AIM OF THE TASK: Repeat the stretch of entries below from the line with "# test: point on every instance of the green grass" through the line with "# test: point on every instance of the green olive". Include both ends and add nothing.
= = = = = = =
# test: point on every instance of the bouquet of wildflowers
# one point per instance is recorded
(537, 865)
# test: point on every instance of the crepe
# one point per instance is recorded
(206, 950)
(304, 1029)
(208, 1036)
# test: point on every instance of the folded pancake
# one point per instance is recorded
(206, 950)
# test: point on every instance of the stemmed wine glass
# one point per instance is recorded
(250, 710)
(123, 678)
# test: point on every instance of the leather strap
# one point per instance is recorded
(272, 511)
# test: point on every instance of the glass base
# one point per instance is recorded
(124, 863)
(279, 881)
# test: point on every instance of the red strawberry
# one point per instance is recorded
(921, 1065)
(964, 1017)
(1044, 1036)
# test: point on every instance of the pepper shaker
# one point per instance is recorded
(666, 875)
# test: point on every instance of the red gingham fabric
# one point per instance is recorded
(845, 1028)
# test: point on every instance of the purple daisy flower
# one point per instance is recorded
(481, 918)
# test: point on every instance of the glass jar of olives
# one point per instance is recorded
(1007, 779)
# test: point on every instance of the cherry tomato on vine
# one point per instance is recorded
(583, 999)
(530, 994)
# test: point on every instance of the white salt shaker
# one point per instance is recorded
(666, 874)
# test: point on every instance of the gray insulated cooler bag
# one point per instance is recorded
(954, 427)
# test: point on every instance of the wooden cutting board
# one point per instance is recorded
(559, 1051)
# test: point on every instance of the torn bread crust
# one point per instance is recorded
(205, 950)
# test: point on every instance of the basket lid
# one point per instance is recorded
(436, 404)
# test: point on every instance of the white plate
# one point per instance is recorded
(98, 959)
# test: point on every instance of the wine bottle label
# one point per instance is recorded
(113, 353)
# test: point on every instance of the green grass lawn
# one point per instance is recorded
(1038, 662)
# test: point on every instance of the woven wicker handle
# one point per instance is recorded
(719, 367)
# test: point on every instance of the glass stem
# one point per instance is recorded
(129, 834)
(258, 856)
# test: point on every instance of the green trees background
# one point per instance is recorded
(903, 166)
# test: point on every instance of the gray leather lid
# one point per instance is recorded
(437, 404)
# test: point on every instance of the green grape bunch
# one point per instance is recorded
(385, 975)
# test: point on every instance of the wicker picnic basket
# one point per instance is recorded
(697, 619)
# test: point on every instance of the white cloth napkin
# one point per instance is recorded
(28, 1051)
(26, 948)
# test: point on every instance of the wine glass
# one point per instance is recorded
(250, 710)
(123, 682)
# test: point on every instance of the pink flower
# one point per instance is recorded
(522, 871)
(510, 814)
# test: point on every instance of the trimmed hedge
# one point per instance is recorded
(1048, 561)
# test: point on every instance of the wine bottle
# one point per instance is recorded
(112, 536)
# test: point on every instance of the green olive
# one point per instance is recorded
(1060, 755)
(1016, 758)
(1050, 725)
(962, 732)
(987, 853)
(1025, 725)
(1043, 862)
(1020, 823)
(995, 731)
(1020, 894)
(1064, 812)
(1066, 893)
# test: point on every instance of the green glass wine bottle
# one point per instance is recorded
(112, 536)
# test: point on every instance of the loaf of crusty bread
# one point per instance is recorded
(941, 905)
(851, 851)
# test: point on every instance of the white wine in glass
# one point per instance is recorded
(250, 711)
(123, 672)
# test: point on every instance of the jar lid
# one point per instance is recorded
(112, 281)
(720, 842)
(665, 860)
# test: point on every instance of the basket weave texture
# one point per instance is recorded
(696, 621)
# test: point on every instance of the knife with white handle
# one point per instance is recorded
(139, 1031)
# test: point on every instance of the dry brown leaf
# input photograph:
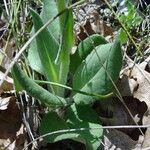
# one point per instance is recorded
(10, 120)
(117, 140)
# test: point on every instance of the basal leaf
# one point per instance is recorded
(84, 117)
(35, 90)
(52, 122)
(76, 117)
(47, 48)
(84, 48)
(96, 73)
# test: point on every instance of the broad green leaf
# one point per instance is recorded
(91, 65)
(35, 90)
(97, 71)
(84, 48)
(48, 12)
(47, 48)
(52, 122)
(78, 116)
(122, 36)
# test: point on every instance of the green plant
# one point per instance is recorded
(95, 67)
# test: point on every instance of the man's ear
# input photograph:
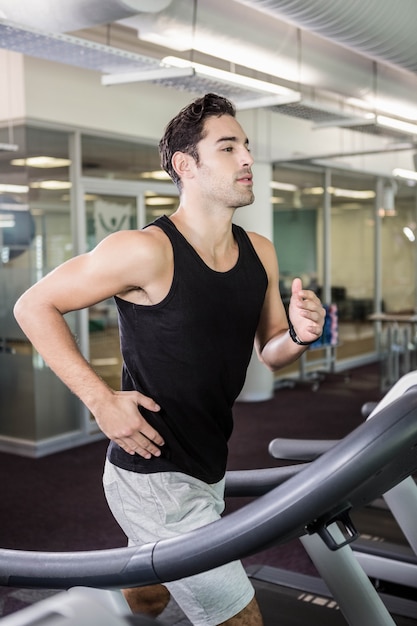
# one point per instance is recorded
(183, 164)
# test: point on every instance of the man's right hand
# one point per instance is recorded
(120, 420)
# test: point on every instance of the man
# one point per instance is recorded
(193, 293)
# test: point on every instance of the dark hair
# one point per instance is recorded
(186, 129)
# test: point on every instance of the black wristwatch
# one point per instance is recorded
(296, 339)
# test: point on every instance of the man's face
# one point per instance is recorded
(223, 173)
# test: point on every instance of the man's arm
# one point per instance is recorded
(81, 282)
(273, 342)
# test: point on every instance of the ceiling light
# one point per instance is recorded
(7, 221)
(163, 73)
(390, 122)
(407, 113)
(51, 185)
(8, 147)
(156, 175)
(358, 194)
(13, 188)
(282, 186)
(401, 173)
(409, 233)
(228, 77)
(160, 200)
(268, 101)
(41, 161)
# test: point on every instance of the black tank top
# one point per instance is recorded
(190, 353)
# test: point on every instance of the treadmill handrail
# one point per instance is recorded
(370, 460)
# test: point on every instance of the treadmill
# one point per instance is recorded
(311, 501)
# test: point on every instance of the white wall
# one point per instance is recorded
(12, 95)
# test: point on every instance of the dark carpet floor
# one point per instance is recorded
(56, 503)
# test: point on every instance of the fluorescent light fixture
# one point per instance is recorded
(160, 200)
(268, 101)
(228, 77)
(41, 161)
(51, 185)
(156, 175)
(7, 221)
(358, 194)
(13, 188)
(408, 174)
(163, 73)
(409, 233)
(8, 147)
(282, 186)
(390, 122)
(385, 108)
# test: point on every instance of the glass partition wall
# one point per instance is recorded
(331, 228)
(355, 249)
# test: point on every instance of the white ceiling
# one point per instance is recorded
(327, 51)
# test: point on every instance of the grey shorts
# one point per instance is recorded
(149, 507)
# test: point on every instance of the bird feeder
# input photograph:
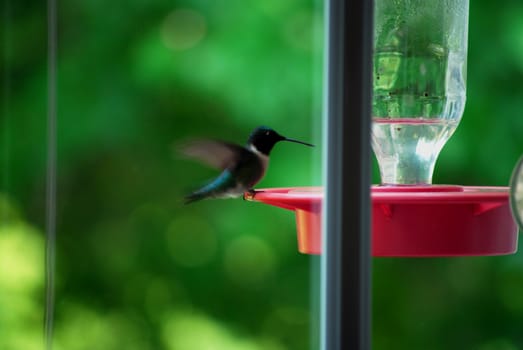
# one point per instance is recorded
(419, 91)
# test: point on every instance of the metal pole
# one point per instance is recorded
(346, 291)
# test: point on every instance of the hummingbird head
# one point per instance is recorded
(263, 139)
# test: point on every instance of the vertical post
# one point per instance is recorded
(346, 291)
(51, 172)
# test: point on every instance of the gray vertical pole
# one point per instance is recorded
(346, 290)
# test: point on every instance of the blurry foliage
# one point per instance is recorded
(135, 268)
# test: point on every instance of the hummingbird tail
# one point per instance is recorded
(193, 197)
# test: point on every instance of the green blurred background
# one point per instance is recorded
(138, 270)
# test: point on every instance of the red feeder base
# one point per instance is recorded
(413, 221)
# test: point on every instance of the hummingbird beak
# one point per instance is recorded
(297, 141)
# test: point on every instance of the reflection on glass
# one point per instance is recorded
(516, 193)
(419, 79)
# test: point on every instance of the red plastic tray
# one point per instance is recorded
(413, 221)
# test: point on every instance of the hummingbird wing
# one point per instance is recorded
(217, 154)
= = = = = = =
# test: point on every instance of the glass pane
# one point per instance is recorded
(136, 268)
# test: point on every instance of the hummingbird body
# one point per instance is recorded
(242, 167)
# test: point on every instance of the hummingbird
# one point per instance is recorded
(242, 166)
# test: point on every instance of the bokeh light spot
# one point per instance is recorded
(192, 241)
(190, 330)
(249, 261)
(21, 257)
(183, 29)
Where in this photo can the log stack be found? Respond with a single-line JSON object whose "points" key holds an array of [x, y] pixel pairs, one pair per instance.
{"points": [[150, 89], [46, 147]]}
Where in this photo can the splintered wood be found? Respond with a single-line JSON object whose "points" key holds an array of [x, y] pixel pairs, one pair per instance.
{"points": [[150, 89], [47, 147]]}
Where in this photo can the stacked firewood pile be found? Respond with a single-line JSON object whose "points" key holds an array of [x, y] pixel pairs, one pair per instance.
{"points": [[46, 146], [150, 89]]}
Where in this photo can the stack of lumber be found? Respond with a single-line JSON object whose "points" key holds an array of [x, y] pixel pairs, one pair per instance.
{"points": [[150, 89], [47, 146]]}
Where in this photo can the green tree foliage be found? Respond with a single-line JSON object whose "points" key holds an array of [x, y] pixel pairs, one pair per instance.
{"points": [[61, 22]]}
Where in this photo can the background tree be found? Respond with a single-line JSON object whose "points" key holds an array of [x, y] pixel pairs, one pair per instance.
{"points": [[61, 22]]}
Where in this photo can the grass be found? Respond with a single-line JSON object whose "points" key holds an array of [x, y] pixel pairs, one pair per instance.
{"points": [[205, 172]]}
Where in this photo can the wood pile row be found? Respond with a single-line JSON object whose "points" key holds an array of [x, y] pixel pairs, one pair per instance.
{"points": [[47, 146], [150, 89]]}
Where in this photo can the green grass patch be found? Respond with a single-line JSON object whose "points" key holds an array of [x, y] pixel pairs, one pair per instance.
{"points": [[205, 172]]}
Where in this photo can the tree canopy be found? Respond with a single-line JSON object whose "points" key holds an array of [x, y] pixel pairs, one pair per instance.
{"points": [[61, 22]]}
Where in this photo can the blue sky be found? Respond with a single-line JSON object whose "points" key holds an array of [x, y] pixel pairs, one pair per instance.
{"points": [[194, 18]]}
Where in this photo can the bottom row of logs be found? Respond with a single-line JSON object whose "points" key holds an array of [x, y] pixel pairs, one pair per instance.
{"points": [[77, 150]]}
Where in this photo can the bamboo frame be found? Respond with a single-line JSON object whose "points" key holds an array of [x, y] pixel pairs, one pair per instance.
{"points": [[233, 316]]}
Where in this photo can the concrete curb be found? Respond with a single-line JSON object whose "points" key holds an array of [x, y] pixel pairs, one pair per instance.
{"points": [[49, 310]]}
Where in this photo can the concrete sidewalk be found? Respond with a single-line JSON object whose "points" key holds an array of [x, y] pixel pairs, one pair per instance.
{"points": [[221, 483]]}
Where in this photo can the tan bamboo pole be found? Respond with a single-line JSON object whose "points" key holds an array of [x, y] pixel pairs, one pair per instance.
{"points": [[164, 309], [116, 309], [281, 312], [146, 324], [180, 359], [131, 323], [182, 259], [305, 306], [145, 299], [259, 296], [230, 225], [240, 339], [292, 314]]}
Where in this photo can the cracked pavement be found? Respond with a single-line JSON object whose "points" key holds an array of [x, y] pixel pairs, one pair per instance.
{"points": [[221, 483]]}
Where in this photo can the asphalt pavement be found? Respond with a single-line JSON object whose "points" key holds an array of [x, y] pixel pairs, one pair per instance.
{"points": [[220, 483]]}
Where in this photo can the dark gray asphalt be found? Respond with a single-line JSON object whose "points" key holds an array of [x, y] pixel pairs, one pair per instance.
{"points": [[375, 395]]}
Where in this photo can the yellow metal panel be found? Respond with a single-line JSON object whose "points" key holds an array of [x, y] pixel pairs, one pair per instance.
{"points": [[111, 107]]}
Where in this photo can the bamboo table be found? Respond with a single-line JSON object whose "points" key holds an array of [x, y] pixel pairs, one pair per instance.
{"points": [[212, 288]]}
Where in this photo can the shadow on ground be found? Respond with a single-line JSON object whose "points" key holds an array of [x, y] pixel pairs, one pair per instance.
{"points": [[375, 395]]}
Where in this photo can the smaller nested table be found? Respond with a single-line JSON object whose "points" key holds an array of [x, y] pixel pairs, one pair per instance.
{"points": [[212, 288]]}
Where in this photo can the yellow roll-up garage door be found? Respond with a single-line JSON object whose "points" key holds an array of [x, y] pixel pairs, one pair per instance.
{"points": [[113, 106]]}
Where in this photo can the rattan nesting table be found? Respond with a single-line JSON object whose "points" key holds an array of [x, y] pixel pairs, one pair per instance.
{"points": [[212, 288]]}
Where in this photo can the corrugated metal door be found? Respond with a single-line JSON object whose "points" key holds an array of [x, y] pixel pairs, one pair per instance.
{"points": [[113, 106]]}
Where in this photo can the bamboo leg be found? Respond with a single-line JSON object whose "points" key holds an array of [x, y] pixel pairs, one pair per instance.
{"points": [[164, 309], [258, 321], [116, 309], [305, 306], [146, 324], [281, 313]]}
= = = = = = =
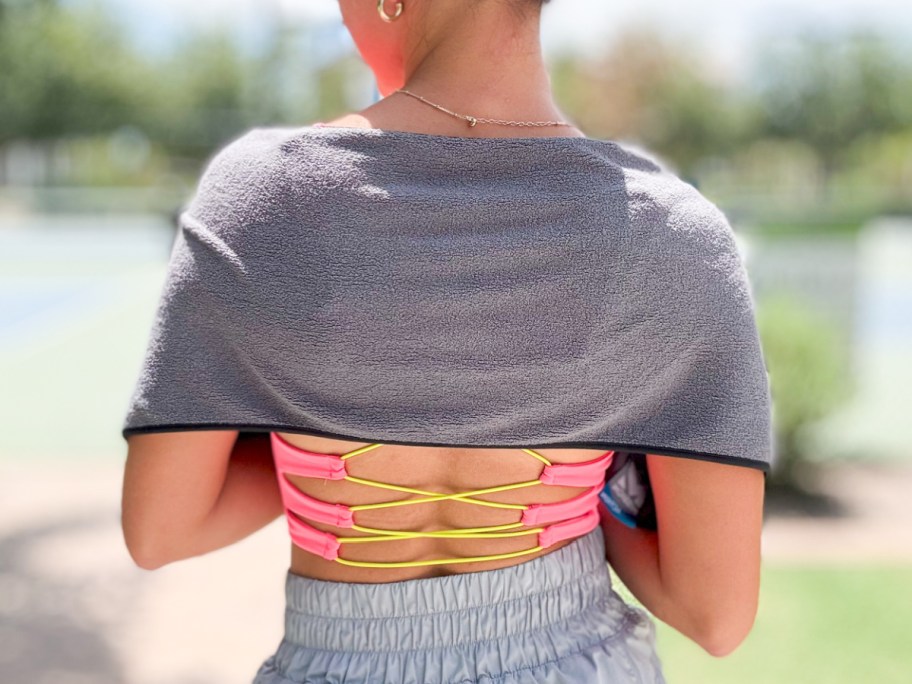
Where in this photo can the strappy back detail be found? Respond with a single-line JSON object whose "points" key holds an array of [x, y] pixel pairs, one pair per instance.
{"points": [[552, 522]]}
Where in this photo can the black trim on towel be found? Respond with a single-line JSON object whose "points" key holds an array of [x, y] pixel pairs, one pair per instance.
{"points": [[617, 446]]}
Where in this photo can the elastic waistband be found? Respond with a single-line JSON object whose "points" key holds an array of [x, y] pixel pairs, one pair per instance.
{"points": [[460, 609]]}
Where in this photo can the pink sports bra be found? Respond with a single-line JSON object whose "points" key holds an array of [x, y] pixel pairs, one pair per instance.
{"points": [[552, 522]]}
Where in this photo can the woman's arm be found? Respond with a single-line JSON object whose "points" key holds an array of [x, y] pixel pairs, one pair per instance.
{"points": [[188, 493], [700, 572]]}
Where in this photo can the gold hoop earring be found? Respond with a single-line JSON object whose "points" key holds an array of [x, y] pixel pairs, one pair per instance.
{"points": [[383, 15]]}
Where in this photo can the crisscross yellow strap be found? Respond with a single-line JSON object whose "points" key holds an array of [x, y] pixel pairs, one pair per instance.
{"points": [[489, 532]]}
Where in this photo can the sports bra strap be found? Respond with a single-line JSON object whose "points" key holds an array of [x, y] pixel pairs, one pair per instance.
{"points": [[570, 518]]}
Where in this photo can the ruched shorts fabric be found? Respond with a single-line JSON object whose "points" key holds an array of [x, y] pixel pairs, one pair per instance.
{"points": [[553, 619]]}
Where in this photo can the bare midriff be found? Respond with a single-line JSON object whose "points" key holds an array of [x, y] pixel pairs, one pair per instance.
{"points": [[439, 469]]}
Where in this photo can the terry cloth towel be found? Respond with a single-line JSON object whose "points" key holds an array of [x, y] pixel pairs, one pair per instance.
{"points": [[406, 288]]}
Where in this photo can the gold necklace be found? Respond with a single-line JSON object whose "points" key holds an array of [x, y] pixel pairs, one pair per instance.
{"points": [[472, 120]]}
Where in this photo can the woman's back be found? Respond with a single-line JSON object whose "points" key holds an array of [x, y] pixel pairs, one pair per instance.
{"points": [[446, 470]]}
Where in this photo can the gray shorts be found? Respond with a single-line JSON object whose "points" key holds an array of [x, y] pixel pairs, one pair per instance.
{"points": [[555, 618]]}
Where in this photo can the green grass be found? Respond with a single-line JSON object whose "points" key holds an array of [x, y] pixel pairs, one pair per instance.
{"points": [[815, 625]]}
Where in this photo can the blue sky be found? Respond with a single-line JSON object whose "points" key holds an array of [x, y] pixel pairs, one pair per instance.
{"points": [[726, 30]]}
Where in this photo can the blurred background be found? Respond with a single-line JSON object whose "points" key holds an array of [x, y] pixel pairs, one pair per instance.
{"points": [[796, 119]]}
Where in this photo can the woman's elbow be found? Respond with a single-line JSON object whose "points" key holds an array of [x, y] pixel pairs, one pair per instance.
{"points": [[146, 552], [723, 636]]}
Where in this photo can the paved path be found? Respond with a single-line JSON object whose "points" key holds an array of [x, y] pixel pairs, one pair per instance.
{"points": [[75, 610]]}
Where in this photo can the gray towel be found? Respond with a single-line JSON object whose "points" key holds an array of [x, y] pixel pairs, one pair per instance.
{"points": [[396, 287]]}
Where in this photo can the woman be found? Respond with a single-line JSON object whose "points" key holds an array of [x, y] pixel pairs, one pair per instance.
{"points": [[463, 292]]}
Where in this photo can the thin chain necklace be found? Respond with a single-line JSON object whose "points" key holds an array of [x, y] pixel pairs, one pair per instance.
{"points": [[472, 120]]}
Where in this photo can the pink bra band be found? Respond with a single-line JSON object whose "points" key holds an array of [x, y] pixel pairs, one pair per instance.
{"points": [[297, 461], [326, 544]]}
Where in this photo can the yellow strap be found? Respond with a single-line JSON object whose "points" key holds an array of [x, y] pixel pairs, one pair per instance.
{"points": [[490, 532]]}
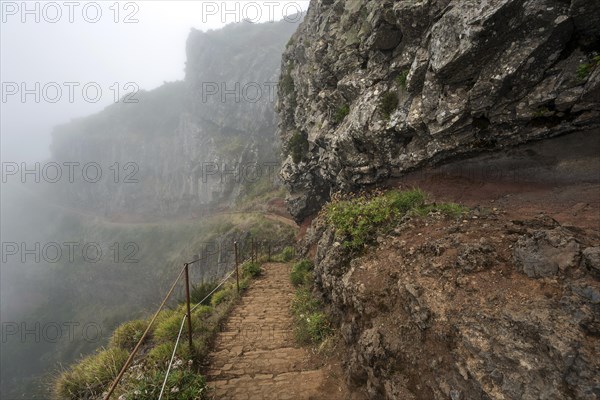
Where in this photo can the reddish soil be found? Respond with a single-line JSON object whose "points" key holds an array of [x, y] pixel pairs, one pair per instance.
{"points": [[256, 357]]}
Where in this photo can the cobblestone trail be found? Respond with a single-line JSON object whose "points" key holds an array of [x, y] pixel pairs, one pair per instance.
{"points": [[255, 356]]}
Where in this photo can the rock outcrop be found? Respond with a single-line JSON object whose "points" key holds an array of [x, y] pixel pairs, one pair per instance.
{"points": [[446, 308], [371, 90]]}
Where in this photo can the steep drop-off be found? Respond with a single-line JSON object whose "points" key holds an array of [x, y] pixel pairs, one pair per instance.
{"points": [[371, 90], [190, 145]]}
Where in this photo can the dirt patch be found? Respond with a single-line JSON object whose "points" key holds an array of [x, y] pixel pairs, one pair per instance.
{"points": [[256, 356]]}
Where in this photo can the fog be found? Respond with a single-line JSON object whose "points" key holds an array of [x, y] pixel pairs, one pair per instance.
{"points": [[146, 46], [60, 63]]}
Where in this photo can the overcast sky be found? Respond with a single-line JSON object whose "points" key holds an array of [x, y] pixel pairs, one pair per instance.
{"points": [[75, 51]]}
= = = = = = =
ANSWER FOR THIS EXERCISE:
# test: point on every instance of the green grass lawn
# one point per instance is recorded
(1038, 662)
# test: point on every instance of the woven wicker handle
# one point per instance is recorded
(719, 367)
# test: point on every instance of the glass stem
# one point per instance is recorded
(129, 834)
(258, 856)
# test: point on every instance of the green trees background
# one point per instance is recorded
(903, 166)
# test: point on every instance of the gray leather lid
# one point per instance is recorded
(437, 404)
# test: point on every instance of the green grape bunch
# one point per instance is recorded
(385, 975)
# test: point on every instance of the wicker picnic basket
# one point per instance is recorded
(697, 619)
# test: point on every instance of the white cloth napkin
# one point per instance is recorded
(28, 1051)
(26, 948)
# test: point on every instance of the wine glass
# one point per instance is recorded
(250, 710)
(123, 682)
# test: point on every instance of the pink flower
# one point per instance is recorded
(522, 871)
(510, 814)
# test: point on every instance of the trimmed hedge
# one point per instance is recorded
(1048, 561)
# test: point on every instance of the wine bottle
# one point per instance is recorded
(112, 536)
# test: point on every instance of the green olive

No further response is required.